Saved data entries
● ● ●

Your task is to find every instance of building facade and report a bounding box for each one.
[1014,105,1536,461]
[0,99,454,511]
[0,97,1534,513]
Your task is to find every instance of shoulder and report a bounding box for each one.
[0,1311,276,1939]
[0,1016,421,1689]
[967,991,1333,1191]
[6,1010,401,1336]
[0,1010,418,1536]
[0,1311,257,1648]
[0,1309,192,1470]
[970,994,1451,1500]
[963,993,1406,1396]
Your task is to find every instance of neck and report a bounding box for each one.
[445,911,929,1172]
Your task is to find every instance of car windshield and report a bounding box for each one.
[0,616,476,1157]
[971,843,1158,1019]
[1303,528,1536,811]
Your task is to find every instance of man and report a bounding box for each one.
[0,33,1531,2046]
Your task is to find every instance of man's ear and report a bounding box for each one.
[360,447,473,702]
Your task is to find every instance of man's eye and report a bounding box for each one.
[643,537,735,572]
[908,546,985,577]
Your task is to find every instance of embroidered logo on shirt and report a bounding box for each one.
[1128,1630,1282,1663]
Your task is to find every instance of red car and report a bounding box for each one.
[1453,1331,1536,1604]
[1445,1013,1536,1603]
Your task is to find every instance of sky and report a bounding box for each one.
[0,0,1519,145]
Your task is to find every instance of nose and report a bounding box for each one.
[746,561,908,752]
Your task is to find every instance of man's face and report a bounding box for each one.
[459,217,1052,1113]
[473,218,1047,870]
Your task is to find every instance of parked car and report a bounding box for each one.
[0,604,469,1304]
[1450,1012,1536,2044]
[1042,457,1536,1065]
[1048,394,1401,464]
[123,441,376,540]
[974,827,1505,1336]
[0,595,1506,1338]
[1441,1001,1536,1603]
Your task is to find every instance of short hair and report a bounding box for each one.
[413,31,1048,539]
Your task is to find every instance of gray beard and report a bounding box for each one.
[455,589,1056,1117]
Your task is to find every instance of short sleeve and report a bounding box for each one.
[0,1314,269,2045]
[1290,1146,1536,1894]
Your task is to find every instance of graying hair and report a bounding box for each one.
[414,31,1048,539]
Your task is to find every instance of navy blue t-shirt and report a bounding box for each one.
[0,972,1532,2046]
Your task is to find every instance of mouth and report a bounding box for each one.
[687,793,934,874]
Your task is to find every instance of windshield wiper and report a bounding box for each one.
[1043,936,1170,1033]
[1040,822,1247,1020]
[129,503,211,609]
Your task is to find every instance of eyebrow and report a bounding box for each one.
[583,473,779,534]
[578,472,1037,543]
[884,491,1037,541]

● ● ●

-- Work instruction --
All entries are to be returned word for word.

-- Result of this task --
Your task is to find every instance of building facade and report a bounding box for each one.
[1014,105,1536,461]
[0,99,454,511]
[0,97,1534,513]
Your task is to find every instance of shoulder and report a bounding box for each one.
[0,1311,276,1939]
[0,1016,421,1689]
[967,991,1333,1191]
[6,1010,401,1336]
[0,1010,418,1536]
[0,1311,257,1648]
[0,1309,192,1470]
[970,994,1451,1500]
[963,993,1406,1396]
Your task is to find every instance of neck and report a bounding box for each one.
[445,911,929,1172]
Your task is to find every instance of car windshield and report a bounding box for each one.
[0,616,476,1157]
[971,843,1158,1019]
[1303,528,1536,811]
Your task is to find every instance of man and report a bounding box for each one.
[0,33,1531,2046]
Your task is to find every instance of man's ear and report a bounding box for each one.
[360,447,473,702]
Your task is to find every instance of man's eye and report a bounding box for each one.
[643,537,735,572]
[908,546,985,577]
Your task is to find every instance of embroidered logo on shirt and report a bounding box for each one.
[1128,1630,1282,1663]
Your task is to find every instance of red car and report a bounding box for each one.
[1453,1331,1536,1604]
[1445,1013,1536,1603]
Your task is to find every instance of sky and report a bounding box for each one.
[0,0,1519,145]
Your task is to find every instance of nose and report a bounding box for each one.
[746,561,908,752]
Your task is to find every instance of man's face and report a bounding box for each one.
[459,217,1052,1113]
[473,218,1047,870]
Your task is to find every instance of parked car and report a bounding box for each one.
[0,604,469,1304]
[1450,1012,1536,2044]
[1042,457,1536,1065]
[1048,394,1401,464]
[123,441,376,540]
[974,827,1505,1336]
[0,595,1506,1338]
[1441,1001,1536,1603]
Your task is to find every instance of short hair and report a bounding box for each one.
[413,31,1048,539]
Your task is to find every instance of gray beard and report a bounding box for each one.
[455,589,1056,1117]
Your task is to find every instance of short sleeve and report a bounding box for each one.
[0,1314,269,2045]
[1290,1146,1536,1894]
Your task is to find every instance of graying hair and report a bounding box for each one.
[414,31,1048,539]
Your task is to find every instance of navy blue t-shirt and report a bounding box for each one.
[0,972,1532,2046]
Your task is to find every instance of mouth and report a bounding box for each one.
[687,793,934,874]
Your task is to find every instance of windshield wiper and report a bounding box for each one.
[1043,936,1170,1033]
[1040,822,1247,1020]
[129,503,211,609]
Your task is to find every instance of eyebrow and report a bounding box for each one.
[583,473,779,534]
[578,472,1037,543]
[884,491,1037,541]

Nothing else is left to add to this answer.